§ **Short task 1**
Rewrite the paragraph of the text on Corinth's painting that begins "Most remarkable here" more briefly, keeping its main facts.
§ **Short task 2**
From the text on Corinth's painting, write out word for word the stretch from "Most remarkable here" through "Renaissance and before.".
* Start Text extract *
The group in the middle and right is centred on Dionysus, who clutches his characteristic staff in his left hand, and with his right hand holds the reins to a leopard and a tiger, which are drawing his chariot. Leading those animals is a small boy, and to the left of the chariot is a young bacchante. Behind them is an older couple of rather worn-out bacchantes. Crossing the sky in an arc are many putti, their hands linked together.

Most remarkable here is the way in which Corinth has combined two separate events in this myth into a single image: Ariadne’s eventually broken relationship with Theseus, and her subsequently successful affair with Dionysus. This is, of course, a technique sometimes known as continuous narrative, and more typical of narrative paintings in the early Renaissance and before.

It has been stated that Corinth’s painting adopts a similar theme to Strauss’s opera, that of pretension in art, itself a development of the original story’s theme of faithfulness. A monoscenic approach to depicting the story in a painting, either showing Theseus abandoning Ariadne, or Dionysus discovering her (the most common treatment), is neither strong in a narrative sense, nor complete. By combining the two scenes in a single painting, Corinth gives as full an account as in other media.
* End Text extract *
* Start Data listing *
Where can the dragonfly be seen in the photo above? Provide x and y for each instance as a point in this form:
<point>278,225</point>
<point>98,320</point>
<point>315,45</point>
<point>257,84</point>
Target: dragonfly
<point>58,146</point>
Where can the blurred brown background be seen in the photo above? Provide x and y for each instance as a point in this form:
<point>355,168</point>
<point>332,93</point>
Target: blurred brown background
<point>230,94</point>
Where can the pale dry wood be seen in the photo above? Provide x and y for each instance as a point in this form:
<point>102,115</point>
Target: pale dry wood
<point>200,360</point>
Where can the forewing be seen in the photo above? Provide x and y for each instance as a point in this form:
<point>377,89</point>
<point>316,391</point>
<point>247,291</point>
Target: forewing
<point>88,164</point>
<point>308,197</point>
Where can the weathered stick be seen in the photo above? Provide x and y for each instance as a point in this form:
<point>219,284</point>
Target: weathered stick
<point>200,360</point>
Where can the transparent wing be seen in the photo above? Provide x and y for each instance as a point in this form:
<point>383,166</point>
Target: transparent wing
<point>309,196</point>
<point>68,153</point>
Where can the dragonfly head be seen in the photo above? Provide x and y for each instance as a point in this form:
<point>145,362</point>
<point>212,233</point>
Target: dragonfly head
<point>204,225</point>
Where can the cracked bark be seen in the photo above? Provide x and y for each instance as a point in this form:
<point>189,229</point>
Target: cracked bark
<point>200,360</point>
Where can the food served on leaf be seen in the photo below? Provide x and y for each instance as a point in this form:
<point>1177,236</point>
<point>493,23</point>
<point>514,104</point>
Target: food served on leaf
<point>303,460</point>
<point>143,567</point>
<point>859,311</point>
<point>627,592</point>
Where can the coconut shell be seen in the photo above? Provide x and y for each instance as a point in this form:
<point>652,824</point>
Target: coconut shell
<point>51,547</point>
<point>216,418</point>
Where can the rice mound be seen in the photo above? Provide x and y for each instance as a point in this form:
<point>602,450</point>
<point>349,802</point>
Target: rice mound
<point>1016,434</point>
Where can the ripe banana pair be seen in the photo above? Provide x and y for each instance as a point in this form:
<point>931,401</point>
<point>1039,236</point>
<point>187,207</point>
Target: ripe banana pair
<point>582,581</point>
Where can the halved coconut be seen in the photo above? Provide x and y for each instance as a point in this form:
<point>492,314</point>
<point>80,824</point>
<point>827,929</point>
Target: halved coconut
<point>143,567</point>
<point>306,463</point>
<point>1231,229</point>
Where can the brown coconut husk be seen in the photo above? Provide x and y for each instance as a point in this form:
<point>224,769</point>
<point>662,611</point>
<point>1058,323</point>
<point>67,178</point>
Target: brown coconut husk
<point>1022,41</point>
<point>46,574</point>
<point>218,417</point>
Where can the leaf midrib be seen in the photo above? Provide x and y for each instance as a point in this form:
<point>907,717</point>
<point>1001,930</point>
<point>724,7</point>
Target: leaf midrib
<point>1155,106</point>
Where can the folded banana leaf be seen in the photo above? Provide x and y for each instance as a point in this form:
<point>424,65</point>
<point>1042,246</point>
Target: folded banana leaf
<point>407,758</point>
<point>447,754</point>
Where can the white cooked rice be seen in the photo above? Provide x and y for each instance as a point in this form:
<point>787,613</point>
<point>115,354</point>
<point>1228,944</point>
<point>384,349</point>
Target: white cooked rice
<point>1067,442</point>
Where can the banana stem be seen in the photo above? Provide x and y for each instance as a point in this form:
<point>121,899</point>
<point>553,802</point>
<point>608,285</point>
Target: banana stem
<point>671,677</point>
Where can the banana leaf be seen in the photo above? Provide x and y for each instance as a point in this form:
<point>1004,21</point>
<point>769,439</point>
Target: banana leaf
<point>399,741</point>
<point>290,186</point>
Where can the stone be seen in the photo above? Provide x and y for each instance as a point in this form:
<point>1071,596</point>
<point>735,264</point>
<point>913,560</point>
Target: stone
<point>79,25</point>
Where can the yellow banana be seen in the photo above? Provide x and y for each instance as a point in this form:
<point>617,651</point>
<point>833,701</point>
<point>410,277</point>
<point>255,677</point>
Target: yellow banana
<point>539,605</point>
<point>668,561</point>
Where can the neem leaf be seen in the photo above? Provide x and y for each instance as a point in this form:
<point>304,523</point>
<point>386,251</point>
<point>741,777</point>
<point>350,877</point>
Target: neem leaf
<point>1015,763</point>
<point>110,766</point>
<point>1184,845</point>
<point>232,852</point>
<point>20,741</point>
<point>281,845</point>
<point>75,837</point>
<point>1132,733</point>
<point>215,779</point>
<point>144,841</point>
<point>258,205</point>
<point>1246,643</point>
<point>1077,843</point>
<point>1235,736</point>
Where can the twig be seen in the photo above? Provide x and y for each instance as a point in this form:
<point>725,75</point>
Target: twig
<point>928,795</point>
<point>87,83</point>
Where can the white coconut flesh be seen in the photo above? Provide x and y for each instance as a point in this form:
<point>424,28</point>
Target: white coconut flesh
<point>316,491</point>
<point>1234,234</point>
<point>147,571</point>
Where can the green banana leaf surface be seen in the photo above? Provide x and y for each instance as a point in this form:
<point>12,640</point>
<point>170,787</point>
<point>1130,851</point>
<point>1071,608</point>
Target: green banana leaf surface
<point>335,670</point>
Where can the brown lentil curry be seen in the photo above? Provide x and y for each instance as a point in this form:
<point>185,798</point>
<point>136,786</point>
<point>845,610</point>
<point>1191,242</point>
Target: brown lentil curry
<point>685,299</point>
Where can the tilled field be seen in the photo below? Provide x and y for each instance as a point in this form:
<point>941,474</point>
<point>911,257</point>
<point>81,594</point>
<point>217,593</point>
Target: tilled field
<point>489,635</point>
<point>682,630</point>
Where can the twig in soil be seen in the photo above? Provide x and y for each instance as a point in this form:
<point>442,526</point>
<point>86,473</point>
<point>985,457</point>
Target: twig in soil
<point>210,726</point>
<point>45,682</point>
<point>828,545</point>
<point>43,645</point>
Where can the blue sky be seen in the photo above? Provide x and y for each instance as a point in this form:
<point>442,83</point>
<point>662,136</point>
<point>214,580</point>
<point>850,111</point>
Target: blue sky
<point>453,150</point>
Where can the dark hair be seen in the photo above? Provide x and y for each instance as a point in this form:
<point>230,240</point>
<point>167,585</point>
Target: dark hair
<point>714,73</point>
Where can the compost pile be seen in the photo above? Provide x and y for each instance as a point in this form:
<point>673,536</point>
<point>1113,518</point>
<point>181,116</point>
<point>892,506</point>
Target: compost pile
* End Data listing *
§ **Exercise response 1**
Corinth merges two separate episodes of the myth into one image: Ariadne's relationship with Theseus, which eventually broke, and her later successful affair with Dionysus. This technique, sometimes called continuous narrative, is more typical of narrative paintings from the early Renaissance and earlier.

§ **Exercise response 2**
Most remarkable here is the way in which Corinth has combined two separate events in this myth into a single image: Ariadne’s eventually broken relationship with Theseus, and her subsequently successful affair with Dionysus. This is, of course, a technique sometimes known as continuous narrative, and more typical of narrative paintings in the early Renaissance and before.